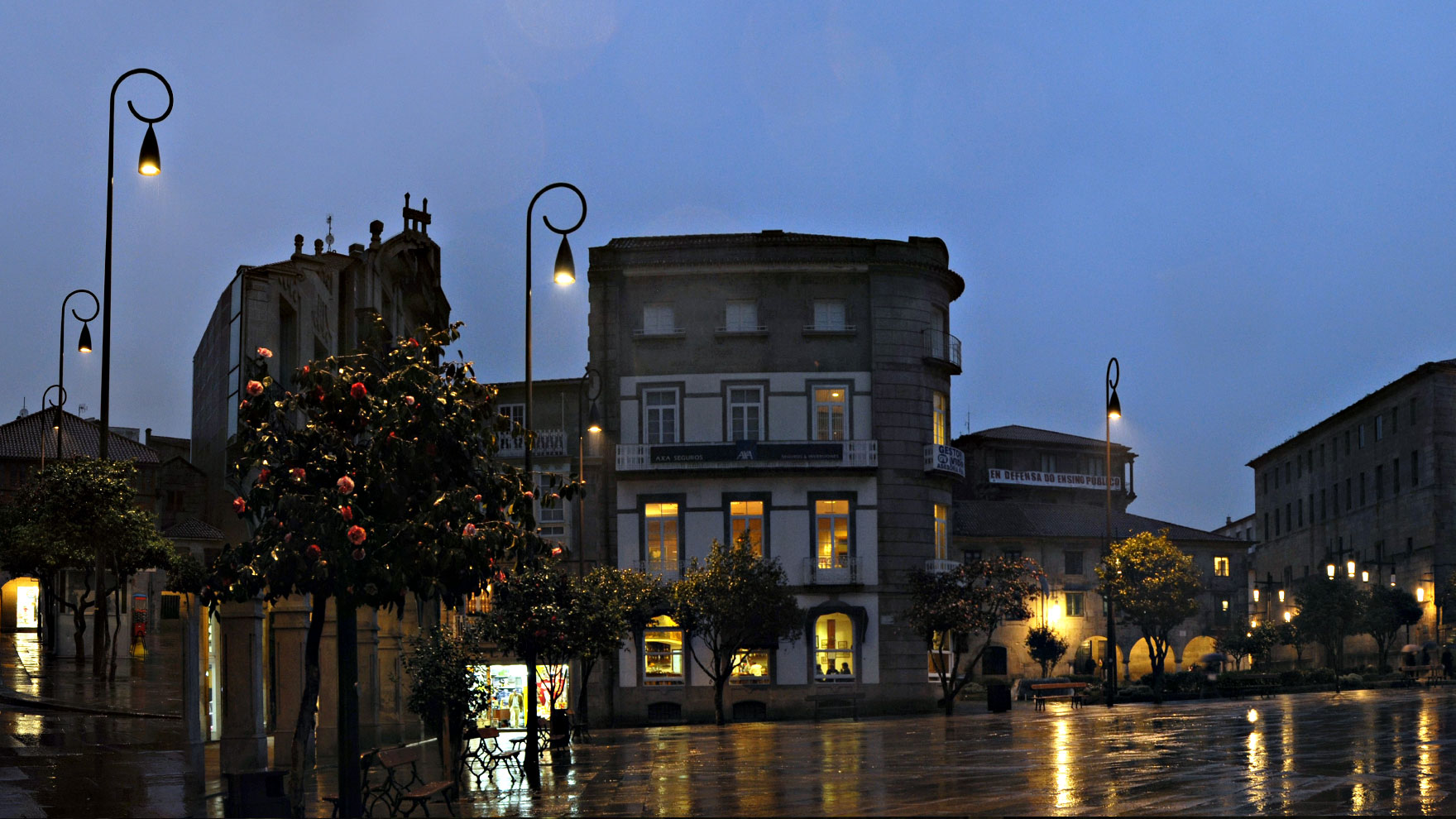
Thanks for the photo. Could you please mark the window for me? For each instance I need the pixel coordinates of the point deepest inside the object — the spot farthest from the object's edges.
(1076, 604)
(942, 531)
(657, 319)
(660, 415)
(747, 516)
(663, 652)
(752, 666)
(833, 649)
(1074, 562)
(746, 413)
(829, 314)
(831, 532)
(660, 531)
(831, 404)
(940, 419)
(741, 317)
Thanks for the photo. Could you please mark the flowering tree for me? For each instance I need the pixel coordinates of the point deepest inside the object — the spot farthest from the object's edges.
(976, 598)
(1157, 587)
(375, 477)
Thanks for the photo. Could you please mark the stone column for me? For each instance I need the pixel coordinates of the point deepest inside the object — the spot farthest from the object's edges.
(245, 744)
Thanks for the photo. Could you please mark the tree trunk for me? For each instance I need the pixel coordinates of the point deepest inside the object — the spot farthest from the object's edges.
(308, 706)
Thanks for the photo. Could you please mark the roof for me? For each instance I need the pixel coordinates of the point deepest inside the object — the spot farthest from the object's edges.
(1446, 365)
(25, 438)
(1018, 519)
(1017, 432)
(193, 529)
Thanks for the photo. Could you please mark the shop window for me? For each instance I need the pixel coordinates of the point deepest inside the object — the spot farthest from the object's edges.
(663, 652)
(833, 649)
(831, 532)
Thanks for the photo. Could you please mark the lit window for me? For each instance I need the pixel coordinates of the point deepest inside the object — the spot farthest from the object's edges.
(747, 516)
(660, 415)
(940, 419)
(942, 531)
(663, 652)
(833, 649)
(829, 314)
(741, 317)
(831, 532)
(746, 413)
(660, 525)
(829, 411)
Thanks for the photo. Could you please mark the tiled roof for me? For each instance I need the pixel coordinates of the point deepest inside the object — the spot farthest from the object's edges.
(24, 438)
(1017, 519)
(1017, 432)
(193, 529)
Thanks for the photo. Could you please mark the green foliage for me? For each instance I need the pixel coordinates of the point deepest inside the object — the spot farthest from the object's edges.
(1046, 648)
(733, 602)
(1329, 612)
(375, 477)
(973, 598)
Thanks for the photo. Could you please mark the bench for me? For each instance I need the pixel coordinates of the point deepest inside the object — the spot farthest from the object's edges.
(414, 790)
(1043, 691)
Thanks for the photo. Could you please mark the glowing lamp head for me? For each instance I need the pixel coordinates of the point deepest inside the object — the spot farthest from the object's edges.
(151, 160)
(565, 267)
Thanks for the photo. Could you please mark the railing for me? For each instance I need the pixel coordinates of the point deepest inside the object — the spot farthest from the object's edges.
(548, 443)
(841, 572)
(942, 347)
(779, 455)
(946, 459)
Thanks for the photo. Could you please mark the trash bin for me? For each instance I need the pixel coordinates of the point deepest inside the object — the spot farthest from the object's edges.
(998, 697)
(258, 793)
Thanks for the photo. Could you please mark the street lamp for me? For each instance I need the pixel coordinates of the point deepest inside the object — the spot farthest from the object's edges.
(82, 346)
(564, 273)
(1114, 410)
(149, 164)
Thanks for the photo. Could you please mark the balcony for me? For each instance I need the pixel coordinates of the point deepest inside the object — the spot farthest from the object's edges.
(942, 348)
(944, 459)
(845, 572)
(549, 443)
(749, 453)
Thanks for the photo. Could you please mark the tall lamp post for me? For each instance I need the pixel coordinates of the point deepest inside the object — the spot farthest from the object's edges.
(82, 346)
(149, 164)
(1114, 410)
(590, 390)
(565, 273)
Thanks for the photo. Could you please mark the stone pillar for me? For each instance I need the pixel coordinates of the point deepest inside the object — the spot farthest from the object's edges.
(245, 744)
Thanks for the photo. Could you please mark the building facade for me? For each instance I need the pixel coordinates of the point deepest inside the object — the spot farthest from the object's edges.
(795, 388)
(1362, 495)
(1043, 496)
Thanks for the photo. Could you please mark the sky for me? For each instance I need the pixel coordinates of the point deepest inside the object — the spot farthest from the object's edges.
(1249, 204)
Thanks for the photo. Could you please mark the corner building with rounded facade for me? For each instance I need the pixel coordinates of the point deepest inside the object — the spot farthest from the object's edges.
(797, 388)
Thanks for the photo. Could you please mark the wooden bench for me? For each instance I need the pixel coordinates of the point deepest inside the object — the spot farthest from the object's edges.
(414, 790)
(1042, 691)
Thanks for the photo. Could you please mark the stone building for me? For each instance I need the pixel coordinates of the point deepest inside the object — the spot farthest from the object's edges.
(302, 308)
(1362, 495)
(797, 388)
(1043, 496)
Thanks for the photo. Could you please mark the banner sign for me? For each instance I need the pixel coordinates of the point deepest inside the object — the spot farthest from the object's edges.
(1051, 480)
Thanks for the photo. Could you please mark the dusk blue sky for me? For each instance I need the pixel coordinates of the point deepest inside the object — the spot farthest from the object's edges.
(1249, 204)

> **The request**
Copy the material above exactly and drop the pictures.

> **Task output**
Thanks for the photo. Could you please mark the window for me? For each instance I need the pixel coordinates of the point deepest inside the object — the spot farthest from the object's edges.
(1076, 604)
(942, 531)
(657, 319)
(660, 415)
(747, 516)
(663, 652)
(752, 666)
(833, 649)
(1074, 562)
(746, 413)
(829, 314)
(831, 532)
(660, 531)
(831, 404)
(940, 419)
(741, 317)
Thanks for the photo. Could you please mark the flowering tree for me? For each instance I need the pixel coordinates of the point deepest inside the object — the spot farthest from the object's edges.
(976, 598)
(1157, 587)
(375, 477)
Thanks for the photo. Could you please mark the stone column for me? For each instance I need the pixel coordinates of the point deepest inside the object — the spot farthest from the object's edges.
(245, 744)
Thanks for the photo. Could you please mark the tree trunk for me? For each instance I need the pixel coordinates of the point deepest inside the object — the spot farthest from the object's edges.
(308, 706)
Thanks for the photo. Could you please mark the roof for me? For each instance I need the pixel coordinates of the point deepest inside the object — the spot farthest from the object's edges.
(1446, 365)
(25, 438)
(1018, 519)
(1017, 432)
(193, 529)
Thanks for the photo. Could you please mark the shop window for me? For each instance I need the pixel coordinates of the point deepest inside the object — the spot farthest from the object's edges.
(663, 652)
(833, 649)
(831, 532)
Thanks for the photo. Could you please mark the lit window for me? For each instance I need the pixel coordinates of the point deepest inside the object — the spot farthest from the object's edges.
(747, 516)
(660, 415)
(940, 419)
(942, 531)
(663, 652)
(833, 649)
(829, 314)
(741, 317)
(831, 532)
(746, 413)
(660, 525)
(829, 411)
Thanks for the photo. Could you please mark the tiled roof for me? For each instance I need the pixel coordinates of the point deepest inside the object — the spot farthest from the object's edges.
(24, 438)
(1017, 519)
(1017, 432)
(193, 529)
Thanks for the photo. Could you please mark the green foliage for me? For each instance I need the pixel coordinates of the point deepest inside the object — the spot farthest from the object's edges.
(1046, 648)
(733, 602)
(1329, 612)
(375, 477)
(973, 598)
Thanks for the photo. Could you please mark the bench for me? For each instance I need the pixel coordinates of the point deepest inside the object — the spot farthest from the object's edges.
(414, 790)
(1043, 691)
Thanks for the photo. Could you please mark the glowing lamp head for me? For each instance I need the pixel coordinates of the point deepest inside the object — the spot farthest from the object's edges.
(151, 160)
(565, 267)
Thanks for the photo. Could you please mark the railing for me? For each instance I need the pixel coordinates of the point deepest inside the object — the spot farthest from the object's edges.
(548, 443)
(841, 572)
(942, 347)
(779, 455)
(946, 459)
Thanks for the photo. Could you please mark the trash bin for me? For each instance I need the pixel coordinates of the point deepest inside the object — the spot farthest from the object's edges.
(998, 697)
(258, 793)
Thanks for the photo. Could you please mark the street lamp for me? For each instance I need the pixel coordinates of the point deepest inside the object — the spot farthest from the object's edges.
(82, 346)
(564, 273)
(1114, 410)
(149, 164)
Thanks for the photo. Could you please mark the balcony for me? For each instance I need the pixel coordinates of the point deepest inside the object — the spot farthest from the object's edges.
(942, 348)
(944, 459)
(845, 572)
(549, 443)
(749, 453)
Thanks for the photo. Could you please mark the tall lamp post for me? For each instance I need the pixel coordinates of the point deepest inside the object — the spot farthest from the object's edges.
(82, 346)
(149, 164)
(1114, 410)
(590, 390)
(565, 273)
Thanks for the photo. Could you please mark the stone pillar for me? For each instance I need the pixel coordinates of the point deepest inside the object — the spot farthest from the object's edges.
(245, 744)
Thanks for the photo. Could you please mark the building facade for me? For each instance I need the pixel coordinates of the point deepest inside the object — the spot farthest from the object's edges.
(795, 388)
(1362, 495)
(1043, 496)
Thanks for the photo. Could you please mark the sky for me? For each instance I need the pixel coordinates of the point deepest inside the object — the spot farthest from the object's edges.
(1249, 204)
Thanks for the photo. Could you please mark the corner building with rounded facade for me? For each instance I need the pixel coordinates of the point deepest inside the object — the spot farthest from the object's edges.
(797, 388)
Thanks for the photo. Could you please mark the wooden bench for me? For each instance I need the pixel coordinates of the point deepest inside the object — the spot farthest from the object's edges.
(414, 790)
(1042, 691)
Thanks for the photo. Could you please mark the stone building for me? For each instance I need the pixel coordinates of the point deepest inside the object — the spot farthest from the object's edges.
(302, 308)
(1362, 495)
(797, 388)
(1043, 496)
Thanks for the photo. Could you please mark the banner sign for me? For each instance I need the pixel coordinates of the point deepest inside the object — the spot farthest from the object's edges.
(1051, 480)
Thanks for the photo. Could you please mark the dusk blue sky for me? For each instance I need the pixel coordinates of the point deepest inside the object — the spot farthest from the object's edges.
(1249, 204)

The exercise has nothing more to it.